• **GIVEN INSTRUCTION A**
Copy every line of the records that contains the word "cooling".

• **READING PASSAGE**
* * * *
"Give them not Hell, but


Hope and Courage."

Wednesday, May 9, 2012

Springsteen's Wrecking Ball (Sunday, May 6, 2012)



The darkness is no longer on the edge of town. It is now at the very heart of our nation.

Almost thirty years ago, in the song “My Hometown” from his seminal album, Born in the U.S.A., Bruce Springsteen wrote of “Main Street’s white washed windows and vacant stores,” and factory closings and jobs heading south. The tone of the song was something of sadness, as a young man and his wife lie in bed at night, discussing their future: Do they move, or do they stay? Do they uproot their young son, in search of (perhaps) better economic prospects, or do they remain in the place that has been their home for generations, and give him a sense of belonging, connection, and family?
 
The insinuation in the song is that they will stay in their hometown. It probably wasn’t a good decision.
* * * *
• **GIVEN INSTRUCTION B**
In the Springsteen passage above, reproduce the part that opens with the words "Almost thirty years" and closes with "a good decision.", substituting "partner" for "wife".
* * * *
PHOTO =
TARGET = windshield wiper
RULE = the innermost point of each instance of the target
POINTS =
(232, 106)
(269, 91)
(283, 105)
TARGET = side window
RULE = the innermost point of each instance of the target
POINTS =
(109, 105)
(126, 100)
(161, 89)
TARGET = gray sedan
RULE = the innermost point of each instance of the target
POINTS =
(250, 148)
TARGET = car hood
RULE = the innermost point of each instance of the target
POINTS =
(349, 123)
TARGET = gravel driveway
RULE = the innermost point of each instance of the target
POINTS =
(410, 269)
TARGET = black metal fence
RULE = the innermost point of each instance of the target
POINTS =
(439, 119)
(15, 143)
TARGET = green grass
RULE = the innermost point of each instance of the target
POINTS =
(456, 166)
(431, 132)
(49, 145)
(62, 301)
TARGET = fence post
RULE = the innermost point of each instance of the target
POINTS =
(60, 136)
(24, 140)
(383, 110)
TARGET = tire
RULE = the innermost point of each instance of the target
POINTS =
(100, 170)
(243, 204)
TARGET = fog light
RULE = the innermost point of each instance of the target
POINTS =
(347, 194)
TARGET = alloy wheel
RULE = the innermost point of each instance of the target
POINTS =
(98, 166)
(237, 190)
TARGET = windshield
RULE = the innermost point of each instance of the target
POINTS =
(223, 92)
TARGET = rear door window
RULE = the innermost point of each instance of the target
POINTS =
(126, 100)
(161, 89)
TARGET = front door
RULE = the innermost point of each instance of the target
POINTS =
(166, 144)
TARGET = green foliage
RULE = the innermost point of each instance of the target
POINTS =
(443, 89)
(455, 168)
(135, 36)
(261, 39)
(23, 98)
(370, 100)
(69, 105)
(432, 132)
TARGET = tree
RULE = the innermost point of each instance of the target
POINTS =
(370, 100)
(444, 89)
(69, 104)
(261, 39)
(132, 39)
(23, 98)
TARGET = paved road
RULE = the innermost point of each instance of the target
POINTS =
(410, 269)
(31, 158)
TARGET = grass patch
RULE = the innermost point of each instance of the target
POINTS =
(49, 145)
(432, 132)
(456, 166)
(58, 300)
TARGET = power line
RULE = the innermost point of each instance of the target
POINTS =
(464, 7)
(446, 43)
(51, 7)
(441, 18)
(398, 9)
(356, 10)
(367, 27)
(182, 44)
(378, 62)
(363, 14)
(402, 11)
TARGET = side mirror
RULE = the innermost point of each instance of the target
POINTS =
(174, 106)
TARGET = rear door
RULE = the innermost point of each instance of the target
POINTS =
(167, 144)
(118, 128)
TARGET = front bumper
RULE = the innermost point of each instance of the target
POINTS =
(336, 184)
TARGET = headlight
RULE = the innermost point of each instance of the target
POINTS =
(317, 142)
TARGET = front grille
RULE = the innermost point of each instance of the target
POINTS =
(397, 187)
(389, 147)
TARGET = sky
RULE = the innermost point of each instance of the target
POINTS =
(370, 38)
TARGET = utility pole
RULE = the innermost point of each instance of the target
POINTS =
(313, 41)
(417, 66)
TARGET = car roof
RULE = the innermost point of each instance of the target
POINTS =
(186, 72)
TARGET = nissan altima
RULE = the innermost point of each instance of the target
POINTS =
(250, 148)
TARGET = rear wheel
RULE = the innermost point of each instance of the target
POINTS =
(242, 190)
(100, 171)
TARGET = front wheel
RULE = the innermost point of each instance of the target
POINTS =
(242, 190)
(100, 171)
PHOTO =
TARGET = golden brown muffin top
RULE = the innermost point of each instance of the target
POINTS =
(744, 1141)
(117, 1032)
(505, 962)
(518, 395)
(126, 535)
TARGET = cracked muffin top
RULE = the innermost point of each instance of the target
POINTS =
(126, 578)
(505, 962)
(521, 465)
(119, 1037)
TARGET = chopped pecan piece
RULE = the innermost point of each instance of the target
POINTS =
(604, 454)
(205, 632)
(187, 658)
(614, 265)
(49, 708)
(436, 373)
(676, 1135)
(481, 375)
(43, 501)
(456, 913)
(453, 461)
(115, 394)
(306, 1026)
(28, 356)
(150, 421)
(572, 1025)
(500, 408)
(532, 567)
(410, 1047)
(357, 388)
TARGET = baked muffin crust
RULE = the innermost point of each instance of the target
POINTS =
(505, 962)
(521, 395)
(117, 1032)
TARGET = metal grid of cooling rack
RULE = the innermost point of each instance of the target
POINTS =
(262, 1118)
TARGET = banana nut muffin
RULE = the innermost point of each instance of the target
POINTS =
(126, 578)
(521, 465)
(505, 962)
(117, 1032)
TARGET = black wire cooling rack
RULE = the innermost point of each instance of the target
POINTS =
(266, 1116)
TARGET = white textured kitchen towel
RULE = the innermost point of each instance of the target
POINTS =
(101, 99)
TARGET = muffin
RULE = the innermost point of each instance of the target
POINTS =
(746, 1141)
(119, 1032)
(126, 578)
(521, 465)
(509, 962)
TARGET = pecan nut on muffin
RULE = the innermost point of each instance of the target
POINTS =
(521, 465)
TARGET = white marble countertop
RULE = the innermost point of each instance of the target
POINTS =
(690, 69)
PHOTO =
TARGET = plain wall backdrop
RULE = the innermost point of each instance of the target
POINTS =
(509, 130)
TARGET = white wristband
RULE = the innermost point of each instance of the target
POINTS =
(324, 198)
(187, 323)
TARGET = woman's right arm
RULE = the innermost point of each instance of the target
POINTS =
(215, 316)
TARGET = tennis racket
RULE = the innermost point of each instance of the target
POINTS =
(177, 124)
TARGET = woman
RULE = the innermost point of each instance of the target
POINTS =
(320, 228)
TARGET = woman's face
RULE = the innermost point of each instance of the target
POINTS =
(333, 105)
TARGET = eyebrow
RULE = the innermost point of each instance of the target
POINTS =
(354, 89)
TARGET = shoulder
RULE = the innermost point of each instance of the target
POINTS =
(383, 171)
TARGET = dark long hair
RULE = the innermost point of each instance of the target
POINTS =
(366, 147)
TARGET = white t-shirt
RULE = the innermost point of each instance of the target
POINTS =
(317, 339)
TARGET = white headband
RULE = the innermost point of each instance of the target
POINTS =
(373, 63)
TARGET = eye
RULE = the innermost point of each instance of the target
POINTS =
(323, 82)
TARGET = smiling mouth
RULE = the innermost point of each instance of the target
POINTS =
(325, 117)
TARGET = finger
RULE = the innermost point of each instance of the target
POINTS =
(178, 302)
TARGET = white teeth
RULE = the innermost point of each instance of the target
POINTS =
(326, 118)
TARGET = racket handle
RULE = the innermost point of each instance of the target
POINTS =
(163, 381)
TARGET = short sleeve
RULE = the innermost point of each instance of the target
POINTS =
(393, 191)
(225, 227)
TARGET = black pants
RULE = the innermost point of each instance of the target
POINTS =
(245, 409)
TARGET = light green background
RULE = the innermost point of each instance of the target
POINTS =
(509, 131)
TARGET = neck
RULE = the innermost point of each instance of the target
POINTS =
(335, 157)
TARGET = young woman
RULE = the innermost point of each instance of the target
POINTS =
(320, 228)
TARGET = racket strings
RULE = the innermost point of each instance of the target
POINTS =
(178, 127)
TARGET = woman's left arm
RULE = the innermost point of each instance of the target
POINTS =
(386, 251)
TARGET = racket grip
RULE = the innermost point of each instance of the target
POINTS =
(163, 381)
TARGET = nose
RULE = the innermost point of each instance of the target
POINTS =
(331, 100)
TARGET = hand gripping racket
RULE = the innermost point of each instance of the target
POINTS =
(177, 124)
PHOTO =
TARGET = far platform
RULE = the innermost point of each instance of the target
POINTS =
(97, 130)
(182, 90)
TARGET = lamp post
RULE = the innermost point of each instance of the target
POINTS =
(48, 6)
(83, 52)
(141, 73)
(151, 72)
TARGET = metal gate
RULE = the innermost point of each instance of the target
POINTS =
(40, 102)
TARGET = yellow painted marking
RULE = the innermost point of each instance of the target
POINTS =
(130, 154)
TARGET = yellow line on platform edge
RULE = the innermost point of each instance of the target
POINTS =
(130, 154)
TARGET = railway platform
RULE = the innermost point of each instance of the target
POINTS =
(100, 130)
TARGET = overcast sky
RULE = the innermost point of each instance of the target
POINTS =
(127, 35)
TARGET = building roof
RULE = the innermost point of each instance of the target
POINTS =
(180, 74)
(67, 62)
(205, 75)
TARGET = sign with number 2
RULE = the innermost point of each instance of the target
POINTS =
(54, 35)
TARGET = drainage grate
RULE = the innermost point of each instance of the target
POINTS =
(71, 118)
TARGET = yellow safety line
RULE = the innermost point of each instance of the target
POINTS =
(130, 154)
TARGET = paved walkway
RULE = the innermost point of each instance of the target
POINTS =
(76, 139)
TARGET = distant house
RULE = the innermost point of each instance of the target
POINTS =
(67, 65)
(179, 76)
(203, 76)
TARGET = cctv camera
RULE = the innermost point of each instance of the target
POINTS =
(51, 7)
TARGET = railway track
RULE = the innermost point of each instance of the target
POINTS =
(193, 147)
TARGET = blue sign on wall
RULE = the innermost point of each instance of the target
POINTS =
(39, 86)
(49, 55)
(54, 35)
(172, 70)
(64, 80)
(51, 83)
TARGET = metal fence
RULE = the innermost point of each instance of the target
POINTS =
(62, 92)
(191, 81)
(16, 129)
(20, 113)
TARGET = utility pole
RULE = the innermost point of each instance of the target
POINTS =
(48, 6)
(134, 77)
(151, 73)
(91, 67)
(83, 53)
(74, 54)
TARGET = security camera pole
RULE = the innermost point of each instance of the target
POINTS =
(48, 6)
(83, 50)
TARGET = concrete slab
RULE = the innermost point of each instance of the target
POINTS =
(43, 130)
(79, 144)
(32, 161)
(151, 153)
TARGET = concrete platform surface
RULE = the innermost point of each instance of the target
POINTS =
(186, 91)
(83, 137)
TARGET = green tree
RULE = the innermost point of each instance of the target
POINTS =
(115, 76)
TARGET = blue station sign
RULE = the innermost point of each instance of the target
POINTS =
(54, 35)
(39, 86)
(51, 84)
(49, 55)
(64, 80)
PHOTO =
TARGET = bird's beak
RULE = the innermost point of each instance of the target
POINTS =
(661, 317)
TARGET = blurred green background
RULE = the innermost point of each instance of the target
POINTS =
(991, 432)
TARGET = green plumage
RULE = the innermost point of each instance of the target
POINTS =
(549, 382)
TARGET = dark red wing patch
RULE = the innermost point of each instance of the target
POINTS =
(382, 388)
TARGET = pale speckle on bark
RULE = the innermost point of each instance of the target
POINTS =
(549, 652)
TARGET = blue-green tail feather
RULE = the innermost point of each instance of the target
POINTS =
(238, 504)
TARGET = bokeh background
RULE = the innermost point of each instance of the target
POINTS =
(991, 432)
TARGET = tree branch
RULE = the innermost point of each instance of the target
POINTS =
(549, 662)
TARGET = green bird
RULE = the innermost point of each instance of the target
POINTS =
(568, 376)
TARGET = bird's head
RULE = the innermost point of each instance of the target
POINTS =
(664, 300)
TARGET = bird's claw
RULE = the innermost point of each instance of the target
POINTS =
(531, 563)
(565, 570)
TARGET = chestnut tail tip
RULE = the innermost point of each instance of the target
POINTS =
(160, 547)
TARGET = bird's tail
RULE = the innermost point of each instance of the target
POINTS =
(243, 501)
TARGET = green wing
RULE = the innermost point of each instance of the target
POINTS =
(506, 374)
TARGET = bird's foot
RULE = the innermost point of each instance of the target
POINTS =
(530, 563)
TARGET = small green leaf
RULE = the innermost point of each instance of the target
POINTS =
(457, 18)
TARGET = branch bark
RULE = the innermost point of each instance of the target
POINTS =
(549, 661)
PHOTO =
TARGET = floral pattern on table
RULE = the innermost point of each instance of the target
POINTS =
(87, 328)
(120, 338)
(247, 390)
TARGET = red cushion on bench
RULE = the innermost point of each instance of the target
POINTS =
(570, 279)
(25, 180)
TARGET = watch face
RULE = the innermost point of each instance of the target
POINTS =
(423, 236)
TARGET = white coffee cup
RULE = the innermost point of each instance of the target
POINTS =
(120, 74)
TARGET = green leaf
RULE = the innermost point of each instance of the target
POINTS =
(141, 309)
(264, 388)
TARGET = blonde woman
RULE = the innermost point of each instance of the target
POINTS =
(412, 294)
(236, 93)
* * * *
• **COMPLETE OUTPUT A**
TARGET = metal grid of cooling rack
TARGET = black wire cooling rack

• **COMPLETE OUTPUT B**
Almost thirty years ago, in the song “My Hometown” from his seminal album, Born in the U.S.A., Bruce Springsteen wrote of “Main Street’s white washed windows and vacant stores,” and factory closings and jobs heading south. The tone of the song was something of sadness, as a young man and his partner lie in bed at night, discussing their future: Do they move, or do they stay? Do they uproot their young son, in search of (perhaps) better economic prospects, or do they remain in the place that has been their home for generations, and give him a sense of belonging, connection, and family?
 
The insinuation in the song is that they will stay in their hometown. It probably wasn’t a good decision.